--- EXTRACTED INFORMATION ---
*** Block opens ***

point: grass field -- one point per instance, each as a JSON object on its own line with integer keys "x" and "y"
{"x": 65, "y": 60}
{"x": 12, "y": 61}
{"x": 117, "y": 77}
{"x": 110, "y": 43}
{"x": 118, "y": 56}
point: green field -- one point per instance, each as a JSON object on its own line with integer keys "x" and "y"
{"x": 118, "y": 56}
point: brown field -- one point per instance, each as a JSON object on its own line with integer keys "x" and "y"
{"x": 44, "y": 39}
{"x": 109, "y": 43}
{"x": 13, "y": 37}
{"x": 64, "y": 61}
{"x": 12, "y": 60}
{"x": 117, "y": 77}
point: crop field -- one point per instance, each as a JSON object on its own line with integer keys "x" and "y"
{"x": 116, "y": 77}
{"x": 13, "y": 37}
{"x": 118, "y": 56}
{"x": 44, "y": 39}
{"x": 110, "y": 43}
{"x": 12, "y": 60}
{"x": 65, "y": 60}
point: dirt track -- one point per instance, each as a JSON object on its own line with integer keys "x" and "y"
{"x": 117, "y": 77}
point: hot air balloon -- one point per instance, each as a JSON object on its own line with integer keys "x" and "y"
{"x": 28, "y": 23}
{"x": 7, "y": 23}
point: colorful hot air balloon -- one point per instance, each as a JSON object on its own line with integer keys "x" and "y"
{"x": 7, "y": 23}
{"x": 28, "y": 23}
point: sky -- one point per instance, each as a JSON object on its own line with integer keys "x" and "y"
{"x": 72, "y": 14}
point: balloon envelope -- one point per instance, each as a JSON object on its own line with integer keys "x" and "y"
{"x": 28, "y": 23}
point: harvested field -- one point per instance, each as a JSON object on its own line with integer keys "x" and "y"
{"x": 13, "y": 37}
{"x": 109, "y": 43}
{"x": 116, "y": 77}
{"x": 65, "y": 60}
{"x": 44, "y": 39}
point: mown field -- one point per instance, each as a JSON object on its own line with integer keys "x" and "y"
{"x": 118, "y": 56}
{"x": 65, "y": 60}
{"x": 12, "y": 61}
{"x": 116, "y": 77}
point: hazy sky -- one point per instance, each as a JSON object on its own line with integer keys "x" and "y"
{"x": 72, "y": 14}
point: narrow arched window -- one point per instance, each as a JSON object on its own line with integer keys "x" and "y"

*** Block closes ***

--- TASK REQUIREMENTS ---
Would you print all of the records exactly as they were given?

--- EXERCISE RESULT ---
point: grass field -- one point per instance, each as a JSON object on its own line with integer keys "x" and "y"
{"x": 65, "y": 60}
{"x": 12, "y": 61}
{"x": 117, "y": 77}
{"x": 110, "y": 43}
{"x": 118, "y": 56}
point: green field -- one point per instance, each as a JSON object on its own line with integer keys "x" and "y"
{"x": 118, "y": 56}
point: brown field -- one point per instance, each as a JSON object on its own line with integer keys "x" and "y"
{"x": 44, "y": 39}
{"x": 109, "y": 43}
{"x": 13, "y": 37}
{"x": 64, "y": 61}
{"x": 12, "y": 60}
{"x": 117, "y": 77}
point: crop field -- one point per instance, each as a JSON object on its own line with integer keys "x" and "y"
{"x": 116, "y": 77}
{"x": 13, "y": 37}
{"x": 118, "y": 56}
{"x": 44, "y": 39}
{"x": 110, "y": 43}
{"x": 12, "y": 60}
{"x": 65, "y": 60}
point: dirt track -- one point per instance, each as a JSON object on its own line with integer keys "x" and "y"
{"x": 117, "y": 77}
point: hot air balloon -- one point per instance, each as a JSON object on its own line with integer keys "x" and "y"
{"x": 28, "y": 23}
{"x": 7, "y": 23}
point: colorful hot air balloon -- one point per instance, each as a JSON object on its own line with integer keys "x" and "y"
{"x": 7, "y": 23}
{"x": 28, "y": 23}
point: sky -- one point per instance, each as a JSON object on its own line with integer keys "x" and "y"
{"x": 72, "y": 14}
point: balloon envelope -- one point per instance, each as a JSON object on its own line with integer keys "x" and "y"
{"x": 28, "y": 23}
point: harvested field -- one point per instance, each as a JSON object on its own line with integer keys "x" and "y"
{"x": 13, "y": 37}
{"x": 109, "y": 43}
{"x": 116, "y": 77}
{"x": 65, "y": 60}
{"x": 44, "y": 39}
point: mown field -- one point per instance, each as a JSON object on its own line with integer keys "x" and "y"
{"x": 118, "y": 56}
{"x": 65, "y": 60}
{"x": 12, "y": 61}
{"x": 116, "y": 77}
point: hazy sky -- one point per instance, each as a JSON object on its own line with integer keys "x" and "y"
{"x": 72, "y": 14}
point: narrow arched window -- one point per instance, each as a JSON object on its own line with integer keys "x" and "y"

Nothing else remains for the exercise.